### Task prompt
Reproduce the section of lines that opens with the line containing "Where can the bayern" and closes with the line containing "point(645, 689)", with requests included and both ends kept. Offset every coordinate in the answers by -149.

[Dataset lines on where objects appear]
<<<<

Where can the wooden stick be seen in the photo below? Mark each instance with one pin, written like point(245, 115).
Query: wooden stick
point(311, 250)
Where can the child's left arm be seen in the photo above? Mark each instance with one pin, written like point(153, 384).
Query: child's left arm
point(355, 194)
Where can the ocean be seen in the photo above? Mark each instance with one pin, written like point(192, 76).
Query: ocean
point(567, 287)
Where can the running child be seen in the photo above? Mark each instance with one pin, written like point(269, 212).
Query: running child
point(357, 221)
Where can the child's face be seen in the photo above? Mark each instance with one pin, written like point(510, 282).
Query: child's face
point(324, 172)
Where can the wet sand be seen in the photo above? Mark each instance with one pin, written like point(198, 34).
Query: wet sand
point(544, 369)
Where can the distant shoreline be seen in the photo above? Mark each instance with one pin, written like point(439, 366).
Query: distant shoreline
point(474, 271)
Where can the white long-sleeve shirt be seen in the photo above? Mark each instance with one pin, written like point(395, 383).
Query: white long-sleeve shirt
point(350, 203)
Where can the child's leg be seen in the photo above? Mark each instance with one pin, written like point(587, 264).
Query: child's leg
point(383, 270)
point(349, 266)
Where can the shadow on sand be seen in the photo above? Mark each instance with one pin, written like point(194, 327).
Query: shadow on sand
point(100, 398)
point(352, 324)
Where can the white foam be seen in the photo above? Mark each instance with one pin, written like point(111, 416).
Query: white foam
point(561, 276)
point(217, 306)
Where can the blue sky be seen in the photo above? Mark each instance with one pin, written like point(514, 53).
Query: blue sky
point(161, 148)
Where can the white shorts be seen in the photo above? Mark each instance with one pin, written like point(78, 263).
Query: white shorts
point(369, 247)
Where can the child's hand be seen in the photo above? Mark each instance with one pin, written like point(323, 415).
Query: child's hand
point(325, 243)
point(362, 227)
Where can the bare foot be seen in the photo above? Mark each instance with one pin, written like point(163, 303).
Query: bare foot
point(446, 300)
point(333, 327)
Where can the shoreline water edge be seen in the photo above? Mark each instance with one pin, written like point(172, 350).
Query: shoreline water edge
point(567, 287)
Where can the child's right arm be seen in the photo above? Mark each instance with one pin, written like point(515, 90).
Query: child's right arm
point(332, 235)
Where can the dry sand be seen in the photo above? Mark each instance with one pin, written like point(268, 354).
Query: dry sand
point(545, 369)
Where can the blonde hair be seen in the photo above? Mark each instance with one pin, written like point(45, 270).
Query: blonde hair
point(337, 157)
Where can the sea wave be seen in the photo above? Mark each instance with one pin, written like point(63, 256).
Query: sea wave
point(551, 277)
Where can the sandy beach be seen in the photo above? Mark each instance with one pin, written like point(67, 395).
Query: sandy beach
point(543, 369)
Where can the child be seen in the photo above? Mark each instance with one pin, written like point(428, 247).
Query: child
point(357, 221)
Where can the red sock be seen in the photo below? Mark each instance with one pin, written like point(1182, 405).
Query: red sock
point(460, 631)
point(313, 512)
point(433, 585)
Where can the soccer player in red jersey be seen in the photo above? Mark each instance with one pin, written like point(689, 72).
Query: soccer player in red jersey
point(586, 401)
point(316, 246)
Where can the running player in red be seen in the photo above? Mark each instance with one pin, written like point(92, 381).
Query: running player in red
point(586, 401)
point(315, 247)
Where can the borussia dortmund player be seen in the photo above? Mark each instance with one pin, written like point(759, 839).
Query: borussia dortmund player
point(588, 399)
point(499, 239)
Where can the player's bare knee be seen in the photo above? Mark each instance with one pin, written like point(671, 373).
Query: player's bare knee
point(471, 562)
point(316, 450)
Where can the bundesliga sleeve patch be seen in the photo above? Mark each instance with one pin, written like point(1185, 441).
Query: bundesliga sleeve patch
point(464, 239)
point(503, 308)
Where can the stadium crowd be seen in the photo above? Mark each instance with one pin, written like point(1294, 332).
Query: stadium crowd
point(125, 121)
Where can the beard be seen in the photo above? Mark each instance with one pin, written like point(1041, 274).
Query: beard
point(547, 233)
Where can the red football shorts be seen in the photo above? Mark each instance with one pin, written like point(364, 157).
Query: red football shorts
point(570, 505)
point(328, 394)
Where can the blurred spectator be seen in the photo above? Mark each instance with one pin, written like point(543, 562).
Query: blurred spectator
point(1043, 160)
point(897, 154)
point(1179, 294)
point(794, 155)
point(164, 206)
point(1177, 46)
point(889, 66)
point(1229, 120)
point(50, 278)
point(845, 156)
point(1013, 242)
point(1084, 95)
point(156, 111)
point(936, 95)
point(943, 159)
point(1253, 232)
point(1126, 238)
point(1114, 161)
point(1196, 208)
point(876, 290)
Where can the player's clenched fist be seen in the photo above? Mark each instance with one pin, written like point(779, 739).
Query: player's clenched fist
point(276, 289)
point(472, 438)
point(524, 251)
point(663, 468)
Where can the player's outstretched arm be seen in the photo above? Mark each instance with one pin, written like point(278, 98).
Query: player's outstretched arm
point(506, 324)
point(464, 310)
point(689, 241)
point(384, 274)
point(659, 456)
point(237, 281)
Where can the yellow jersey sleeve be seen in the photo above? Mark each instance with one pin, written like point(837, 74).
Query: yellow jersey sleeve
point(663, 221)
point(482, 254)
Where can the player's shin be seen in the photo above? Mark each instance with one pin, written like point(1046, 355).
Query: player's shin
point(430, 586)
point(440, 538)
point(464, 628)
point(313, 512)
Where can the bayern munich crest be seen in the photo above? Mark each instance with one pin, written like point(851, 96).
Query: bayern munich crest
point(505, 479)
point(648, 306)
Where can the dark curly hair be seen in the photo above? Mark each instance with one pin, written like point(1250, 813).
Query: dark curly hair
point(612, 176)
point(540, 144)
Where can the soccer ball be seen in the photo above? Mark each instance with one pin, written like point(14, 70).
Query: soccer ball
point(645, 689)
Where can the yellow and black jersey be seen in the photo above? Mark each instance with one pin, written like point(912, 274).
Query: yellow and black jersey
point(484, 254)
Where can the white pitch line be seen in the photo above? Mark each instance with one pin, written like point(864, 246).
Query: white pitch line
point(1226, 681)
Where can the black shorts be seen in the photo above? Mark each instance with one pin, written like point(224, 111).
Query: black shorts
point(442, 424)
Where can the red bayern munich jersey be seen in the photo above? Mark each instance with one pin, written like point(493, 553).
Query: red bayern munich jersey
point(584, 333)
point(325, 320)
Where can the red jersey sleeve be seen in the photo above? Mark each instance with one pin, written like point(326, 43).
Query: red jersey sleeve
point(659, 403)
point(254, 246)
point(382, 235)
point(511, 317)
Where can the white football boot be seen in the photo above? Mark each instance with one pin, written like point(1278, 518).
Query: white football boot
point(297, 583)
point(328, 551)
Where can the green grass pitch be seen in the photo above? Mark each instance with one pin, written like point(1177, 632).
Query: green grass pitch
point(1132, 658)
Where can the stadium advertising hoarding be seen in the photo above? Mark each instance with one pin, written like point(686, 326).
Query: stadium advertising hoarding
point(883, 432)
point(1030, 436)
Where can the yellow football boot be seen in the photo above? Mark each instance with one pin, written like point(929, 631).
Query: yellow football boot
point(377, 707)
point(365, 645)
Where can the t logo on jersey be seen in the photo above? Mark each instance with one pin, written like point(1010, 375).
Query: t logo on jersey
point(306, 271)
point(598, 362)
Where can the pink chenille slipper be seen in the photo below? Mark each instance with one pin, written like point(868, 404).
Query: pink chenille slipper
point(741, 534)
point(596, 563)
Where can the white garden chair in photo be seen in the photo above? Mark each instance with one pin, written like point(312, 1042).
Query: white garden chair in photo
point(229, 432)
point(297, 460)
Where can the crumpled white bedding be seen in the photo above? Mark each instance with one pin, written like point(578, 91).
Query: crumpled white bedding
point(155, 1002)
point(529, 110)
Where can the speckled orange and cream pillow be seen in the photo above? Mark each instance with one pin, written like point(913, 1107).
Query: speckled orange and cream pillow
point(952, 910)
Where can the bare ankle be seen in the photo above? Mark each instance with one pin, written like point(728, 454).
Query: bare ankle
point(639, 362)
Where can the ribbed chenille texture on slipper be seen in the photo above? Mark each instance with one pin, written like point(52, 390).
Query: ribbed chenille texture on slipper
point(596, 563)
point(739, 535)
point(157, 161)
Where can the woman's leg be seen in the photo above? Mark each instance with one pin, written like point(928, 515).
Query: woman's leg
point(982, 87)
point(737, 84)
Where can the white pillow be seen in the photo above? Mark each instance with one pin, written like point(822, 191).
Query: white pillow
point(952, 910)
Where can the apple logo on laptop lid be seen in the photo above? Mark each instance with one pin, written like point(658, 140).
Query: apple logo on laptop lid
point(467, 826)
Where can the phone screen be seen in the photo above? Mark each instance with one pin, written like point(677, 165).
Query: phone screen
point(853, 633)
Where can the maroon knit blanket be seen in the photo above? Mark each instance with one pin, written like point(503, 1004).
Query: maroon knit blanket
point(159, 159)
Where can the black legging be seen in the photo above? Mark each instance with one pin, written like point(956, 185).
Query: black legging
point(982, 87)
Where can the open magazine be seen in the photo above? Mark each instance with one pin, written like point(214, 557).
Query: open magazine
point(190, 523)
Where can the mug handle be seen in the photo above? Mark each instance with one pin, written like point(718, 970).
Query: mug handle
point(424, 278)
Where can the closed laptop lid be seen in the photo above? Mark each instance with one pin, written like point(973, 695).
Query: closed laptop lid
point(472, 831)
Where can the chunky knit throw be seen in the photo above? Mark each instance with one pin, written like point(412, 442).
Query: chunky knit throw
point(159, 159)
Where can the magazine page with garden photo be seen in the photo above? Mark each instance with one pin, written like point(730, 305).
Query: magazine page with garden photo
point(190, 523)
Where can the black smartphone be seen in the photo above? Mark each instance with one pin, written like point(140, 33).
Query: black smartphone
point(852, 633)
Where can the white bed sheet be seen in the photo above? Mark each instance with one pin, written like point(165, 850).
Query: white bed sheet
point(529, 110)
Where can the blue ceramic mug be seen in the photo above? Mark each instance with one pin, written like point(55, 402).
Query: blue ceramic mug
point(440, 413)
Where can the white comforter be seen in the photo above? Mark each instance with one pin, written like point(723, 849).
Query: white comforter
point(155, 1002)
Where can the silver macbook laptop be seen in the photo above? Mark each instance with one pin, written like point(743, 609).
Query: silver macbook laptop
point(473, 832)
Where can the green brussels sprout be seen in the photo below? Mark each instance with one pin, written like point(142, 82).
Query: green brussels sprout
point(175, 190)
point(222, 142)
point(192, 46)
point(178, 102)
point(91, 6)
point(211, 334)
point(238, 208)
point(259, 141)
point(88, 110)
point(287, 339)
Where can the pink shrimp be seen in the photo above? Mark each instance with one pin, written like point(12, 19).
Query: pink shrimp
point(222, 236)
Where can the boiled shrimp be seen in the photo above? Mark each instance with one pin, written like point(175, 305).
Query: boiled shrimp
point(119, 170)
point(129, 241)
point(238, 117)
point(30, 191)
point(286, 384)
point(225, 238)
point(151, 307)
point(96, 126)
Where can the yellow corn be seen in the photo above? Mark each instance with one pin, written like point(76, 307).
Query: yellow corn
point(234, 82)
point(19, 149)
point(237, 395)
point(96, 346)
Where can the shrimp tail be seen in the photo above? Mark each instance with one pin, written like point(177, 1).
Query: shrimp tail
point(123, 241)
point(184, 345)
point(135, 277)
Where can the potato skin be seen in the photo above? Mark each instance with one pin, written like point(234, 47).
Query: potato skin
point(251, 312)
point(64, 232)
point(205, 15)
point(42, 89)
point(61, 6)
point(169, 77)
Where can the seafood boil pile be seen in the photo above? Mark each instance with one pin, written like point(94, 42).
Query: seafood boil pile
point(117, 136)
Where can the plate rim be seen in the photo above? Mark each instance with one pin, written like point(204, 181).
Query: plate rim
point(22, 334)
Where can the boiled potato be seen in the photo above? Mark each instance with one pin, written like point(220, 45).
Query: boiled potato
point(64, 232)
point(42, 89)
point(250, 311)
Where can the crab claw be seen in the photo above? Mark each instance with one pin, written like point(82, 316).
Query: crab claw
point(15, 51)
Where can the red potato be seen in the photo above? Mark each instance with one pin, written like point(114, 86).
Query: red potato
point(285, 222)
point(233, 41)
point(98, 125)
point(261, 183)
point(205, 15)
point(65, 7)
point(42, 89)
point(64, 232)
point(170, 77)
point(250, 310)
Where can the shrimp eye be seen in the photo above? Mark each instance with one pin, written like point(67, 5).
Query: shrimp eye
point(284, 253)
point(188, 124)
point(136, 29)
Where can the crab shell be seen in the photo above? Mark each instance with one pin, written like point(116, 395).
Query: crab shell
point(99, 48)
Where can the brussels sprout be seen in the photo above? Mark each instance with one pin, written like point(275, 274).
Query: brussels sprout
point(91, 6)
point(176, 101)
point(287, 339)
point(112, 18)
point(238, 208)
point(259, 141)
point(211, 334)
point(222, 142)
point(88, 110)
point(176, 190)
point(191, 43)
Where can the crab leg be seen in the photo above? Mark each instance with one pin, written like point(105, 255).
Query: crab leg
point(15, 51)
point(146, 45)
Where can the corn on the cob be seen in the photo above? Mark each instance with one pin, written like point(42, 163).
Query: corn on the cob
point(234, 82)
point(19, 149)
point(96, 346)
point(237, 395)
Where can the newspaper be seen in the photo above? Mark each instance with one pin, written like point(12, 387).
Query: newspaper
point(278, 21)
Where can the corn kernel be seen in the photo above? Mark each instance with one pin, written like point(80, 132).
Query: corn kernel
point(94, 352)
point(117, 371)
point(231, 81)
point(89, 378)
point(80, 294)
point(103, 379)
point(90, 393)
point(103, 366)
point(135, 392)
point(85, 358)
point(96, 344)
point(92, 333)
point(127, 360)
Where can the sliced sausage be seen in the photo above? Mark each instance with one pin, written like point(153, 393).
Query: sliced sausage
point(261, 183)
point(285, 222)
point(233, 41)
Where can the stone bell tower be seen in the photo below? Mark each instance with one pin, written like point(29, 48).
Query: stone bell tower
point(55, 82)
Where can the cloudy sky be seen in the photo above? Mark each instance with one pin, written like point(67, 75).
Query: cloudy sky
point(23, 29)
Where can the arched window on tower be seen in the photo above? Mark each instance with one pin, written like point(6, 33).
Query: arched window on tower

>>>>

### Task result
Where can the bayern munich crest be seen in the photo above? Mark each instance with one pin, written like point(851, 96).
Query: bayern munich crest
point(356, 330)
point(499, 157)
Where can the dark curly hair be seen in the photo above? Mark each instance with one pin, written like point(1250, 813).
Query: dark curly hair
point(463, 27)
point(391, -5)
Where can the soccer ball be seen in the photo above? Mark each instance with one pin, written like point(14, 70).
Query: soccer ball
point(496, 540)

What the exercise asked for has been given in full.